• [TASK INPUT]:
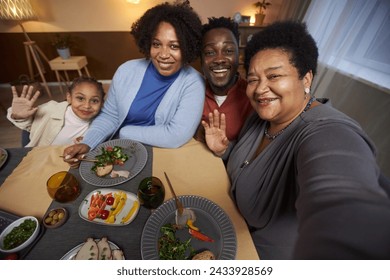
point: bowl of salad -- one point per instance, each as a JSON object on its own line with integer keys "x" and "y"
{"x": 19, "y": 234}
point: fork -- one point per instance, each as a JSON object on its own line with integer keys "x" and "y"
{"x": 179, "y": 205}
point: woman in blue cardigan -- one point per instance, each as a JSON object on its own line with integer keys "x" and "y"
{"x": 157, "y": 100}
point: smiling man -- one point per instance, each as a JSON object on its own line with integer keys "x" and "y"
{"x": 225, "y": 89}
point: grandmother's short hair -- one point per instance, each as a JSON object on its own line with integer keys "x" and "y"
{"x": 289, "y": 36}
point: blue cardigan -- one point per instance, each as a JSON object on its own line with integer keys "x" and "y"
{"x": 176, "y": 118}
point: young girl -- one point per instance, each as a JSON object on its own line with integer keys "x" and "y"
{"x": 57, "y": 123}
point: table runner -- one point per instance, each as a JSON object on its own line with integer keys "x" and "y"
{"x": 57, "y": 242}
{"x": 33, "y": 171}
{"x": 15, "y": 156}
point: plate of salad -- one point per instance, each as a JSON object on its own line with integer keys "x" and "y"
{"x": 114, "y": 162}
{"x": 212, "y": 231}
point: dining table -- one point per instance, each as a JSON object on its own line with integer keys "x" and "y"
{"x": 192, "y": 169}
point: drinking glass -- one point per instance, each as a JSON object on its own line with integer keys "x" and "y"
{"x": 63, "y": 187}
{"x": 151, "y": 192}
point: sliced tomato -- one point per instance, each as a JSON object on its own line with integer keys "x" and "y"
{"x": 104, "y": 214}
{"x": 110, "y": 200}
{"x": 92, "y": 215}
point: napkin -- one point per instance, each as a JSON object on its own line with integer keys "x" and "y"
{"x": 33, "y": 171}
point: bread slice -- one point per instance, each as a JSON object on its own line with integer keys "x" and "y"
{"x": 89, "y": 251}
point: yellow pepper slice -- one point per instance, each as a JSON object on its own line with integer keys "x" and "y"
{"x": 131, "y": 212}
{"x": 191, "y": 225}
{"x": 120, "y": 201}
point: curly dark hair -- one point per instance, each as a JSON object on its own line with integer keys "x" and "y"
{"x": 184, "y": 20}
{"x": 291, "y": 37}
{"x": 84, "y": 79}
{"x": 222, "y": 22}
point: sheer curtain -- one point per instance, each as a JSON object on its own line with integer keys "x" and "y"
{"x": 354, "y": 63}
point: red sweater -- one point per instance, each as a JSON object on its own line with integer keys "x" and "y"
{"x": 236, "y": 107}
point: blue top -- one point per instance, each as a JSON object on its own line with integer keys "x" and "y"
{"x": 152, "y": 90}
{"x": 176, "y": 117}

• [YOUR TASK]: Turn the records above into a Markdown table with the columns "No." and "Line." Give each line its own numbered row, skip blank lines, and leave the pictures out.

• [EXERCISE RESPONSE]:
| No. | Line |
|---|---|
| 1 | point: bowl of salad -- one point per instance, each as a JSON object on its own line with integer keys "x" and "y" |
| 2 | {"x": 19, "y": 234} |
| 3 | point: fork -- one point per instance, each as a JSON object on its own line with integer keys "x" and "y" |
| 4 | {"x": 179, "y": 205} |
| 5 | point: woman in blue cardigan -- one point per instance, each as a JSON object on its own line with integer keys "x" and "y" |
| 6 | {"x": 157, "y": 100} |
| 7 | point: smiling man -- one point per instance, each as a JSON object on its own line with integer keys "x" and "y" |
| 8 | {"x": 225, "y": 89} |
| 9 | point: grandmother's short hair -- one point per instance, each as a JSON object on its own line with integer keys "x" and "y" |
| 10 | {"x": 289, "y": 36} |
| 11 | point: blue cardigan -- one point per instance, each as a JSON object on its own line with integer keys "x" and "y" |
| 12 | {"x": 176, "y": 118} |
| 13 | point: young girl -- one point per instance, each as a JSON object on its own line with integer keys "x" and "y" |
| 14 | {"x": 57, "y": 123} |
| 15 | point: table runner -- one point per instance, each as a JSON object on its own line with integer keys "x" and "y" |
| 16 | {"x": 57, "y": 242} |
| 17 | {"x": 33, "y": 171} |
| 18 | {"x": 15, "y": 156} |
| 19 | point: plate of salad -- one point per instance, each as a JSON object on its own line with integer keys "x" and "y" |
| 20 | {"x": 114, "y": 162} |
| 21 | {"x": 212, "y": 231} |
| 22 | point: dining table -- one point per instance, each as a JSON object on its own line with integer keys "x" and "y" |
| 23 | {"x": 192, "y": 169} |
| 24 | point: drinking glass -- one point per instance, each as a JSON object on its own line with integer keys "x" and "y" |
| 25 | {"x": 63, "y": 187} |
| 26 | {"x": 151, "y": 192} |
| 27 | point: sliced tomato -- one point per instance, each as a JSON object on its own line with integer keys "x" and "y" |
| 28 | {"x": 104, "y": 214} |
| 29 | {"x": 110, "y": 200} |
| 30 | {"x": 92, "y": 215} |
| 31 | point: napkin -- one point per instance, each as a JSON object on its own line with integer keys "x" and "y" |
| 32 | {"x": 33, "y": 171} |
| 33 | point: bread slice -- one point per instance, each as a JSON object on its own line with integer keys "x" and "y" |
| 34 | {"x": 89, "y": 251} |
| 35 | point: yellow pepper slice -- one point per instance, each as a JSON object on its own line with integer keys "x" and "y" |
| 36 | {"x": 131, "y": 212} |
| 37 | {"x": 191, "y": 225} |
| 38 | {"x": 120, "y": 201} |
| 39 | point: curly dark hair -- one point per instance, each as a JSON object on its own line with integer keys "x" and "y" |
| 40 | {"x": 184, "y": 20} |
| 41 | {"x": 291, "y": 37} |
| 42 | {"x": 84, "y": 79} |
| 43 | {"x": 222, "y": 22} |
| 44 | point: sheer curtain -- one point per instance, each as a JSON object on its own line with integer keys "x" and "y" |
| 45 | {"x": 354, "y": 63} |
| 46 | point: red sweater -- one point per instance, each as a JSON object on its own line with integer keys "x" and "y" |
| 47 | {"x": 236, "y": 107} |
| 48 | point: blue top -- one point per instance, each as a JSON object on its own line with integer keys "x" and "y" |
| 49 | {"x": 152, "y": 90} |
| 50 | {"x": 176, "y": 117} |